> [RECORD SET]:
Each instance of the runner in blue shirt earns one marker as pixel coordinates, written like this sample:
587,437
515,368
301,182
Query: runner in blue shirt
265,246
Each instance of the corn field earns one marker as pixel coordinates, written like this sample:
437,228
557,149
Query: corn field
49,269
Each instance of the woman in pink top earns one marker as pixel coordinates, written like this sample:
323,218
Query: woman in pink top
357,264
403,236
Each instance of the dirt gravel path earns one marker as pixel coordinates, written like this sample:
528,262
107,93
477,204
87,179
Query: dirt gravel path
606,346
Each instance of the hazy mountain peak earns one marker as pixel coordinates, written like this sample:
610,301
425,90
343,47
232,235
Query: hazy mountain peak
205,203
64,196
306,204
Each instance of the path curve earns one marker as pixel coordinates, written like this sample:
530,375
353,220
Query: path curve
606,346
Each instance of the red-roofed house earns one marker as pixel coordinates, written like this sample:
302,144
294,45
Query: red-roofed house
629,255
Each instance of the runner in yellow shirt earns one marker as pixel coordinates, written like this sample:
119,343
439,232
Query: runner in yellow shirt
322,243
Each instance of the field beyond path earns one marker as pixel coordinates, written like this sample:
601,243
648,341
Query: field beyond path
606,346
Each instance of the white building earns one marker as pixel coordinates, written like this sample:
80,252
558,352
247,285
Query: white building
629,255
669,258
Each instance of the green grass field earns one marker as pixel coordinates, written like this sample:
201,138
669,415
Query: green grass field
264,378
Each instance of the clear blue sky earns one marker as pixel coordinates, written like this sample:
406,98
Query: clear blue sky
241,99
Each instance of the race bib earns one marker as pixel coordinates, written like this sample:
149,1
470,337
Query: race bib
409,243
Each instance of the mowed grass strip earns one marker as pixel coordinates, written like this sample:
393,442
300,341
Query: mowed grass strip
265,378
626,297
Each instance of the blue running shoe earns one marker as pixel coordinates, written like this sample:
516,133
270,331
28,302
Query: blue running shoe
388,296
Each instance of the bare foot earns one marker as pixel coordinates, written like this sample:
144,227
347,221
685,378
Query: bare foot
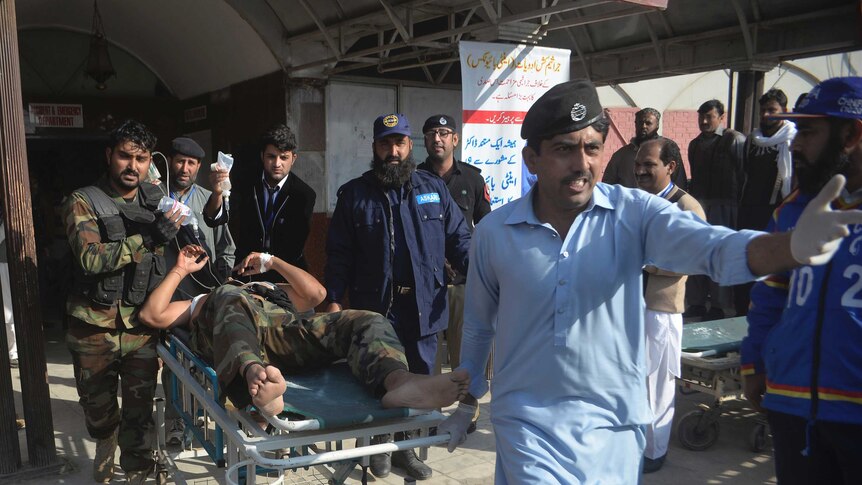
424,392
266,386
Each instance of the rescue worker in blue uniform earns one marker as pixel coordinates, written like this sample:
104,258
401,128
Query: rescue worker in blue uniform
391,233
802,358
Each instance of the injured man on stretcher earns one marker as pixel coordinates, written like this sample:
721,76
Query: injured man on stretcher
252,333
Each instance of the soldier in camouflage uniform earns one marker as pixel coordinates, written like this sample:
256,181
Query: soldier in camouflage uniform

> [WORK TO DO]: Copy all the entries above word for word, leaving out the pictures.

> [WRITTEN ANSWER]:
Each instance of the runner in blue shirt earns one marker as pixel coordinates, written like this sample:
587,437
515,368
301,182
Query: runner in blue shirt
265,246
Each instance of the corn field earns one marker as pixel coordinates, written like this sample:
437,228
557,149
Query: corn field
49,269
Each instance of the woman in pink top earns one marker as pixel coordinates, written like this sample:
323,218
Query: woman in pink top
357,264
403,236
Each instance of the dirt gravel path earns one marker as pixel coordinates, written like this sample:
528,262
107,93
477,204
87,179
Query: dirt gravel path
606,346
Each instance of the hazy mountain peak earns one marker as pixel coordinates, written like this sample:
610,301
425,90
343,47
232,235
Query: hazy mountain peak
205,203
64,196
306,204
Each instance of the path curve earns one marker as pixel coordinates, written like this sample:
530,375
353,220
Query: path curve
606,346
Each instance of the red-roofed house earns one marker as pixel coordinates, written like this sample:
302,144
294,45
Query: red-roofed house
629,255
Each instance of the runner in yellow shirt earns one marker as pixel coordinates, written like this sample:
119,343
439,232
Query: runner in yellow shirt
322,243
Each instance of the field beyond path earns one marker as pixel coordinates, written like this sample:
601,243
648,341
Query: field beyond path
606,346
Each instance of the white building earns one marker as pixel coordinates, written like this sample:
80,252
558,352
247,285
Query: white building
629,255
669,258
Each instance of the green grass field earns one marker as pixel coordinates, written like this sample:
201,138
669,415
Query: green grass field
264,378
Each instance of the clear blue sky earns one marker as pixel coordinates, written like this sample:
406,98
Query: clear blue sky
241,99
Each instance of the race bib earns one marker as pixel coordinates, written like this sample:
149,1
470,337
Query: race bib
409,243
Each instance of the mowed grass strip earns one marker as pixel coordinates, written like this sample:
393,442
300,341
Query: mowed grass strip
265,378
626,297
Each instance of the blue running shoe earns one marker as pixel coordinates, written like this sample:
516,133
270,331
28,302
Query: blue running shoe
388,296
Each instance of the bare foot earns one marker as pixel coordinates, written like this sample:
144,227
347,221
685,378
Query: bare foot
424,392
266,386
Each instance of the rescue worker in blue uniform earns one marker as pixel coordinates, written like this sample:
104,258
401,128
Query: rescue worker in blue uniform
391,233
802,358
Each instance of the injured man on stretcher earns one marker as pixel coordinates, written like this sample:
721,76
Query: injured man on stretcher
252,333
Each instance of the soldier in camouflage uniform earns one marker as pixel coordinates, written like this sample:
256,181
Query: soldier in camouflage uniform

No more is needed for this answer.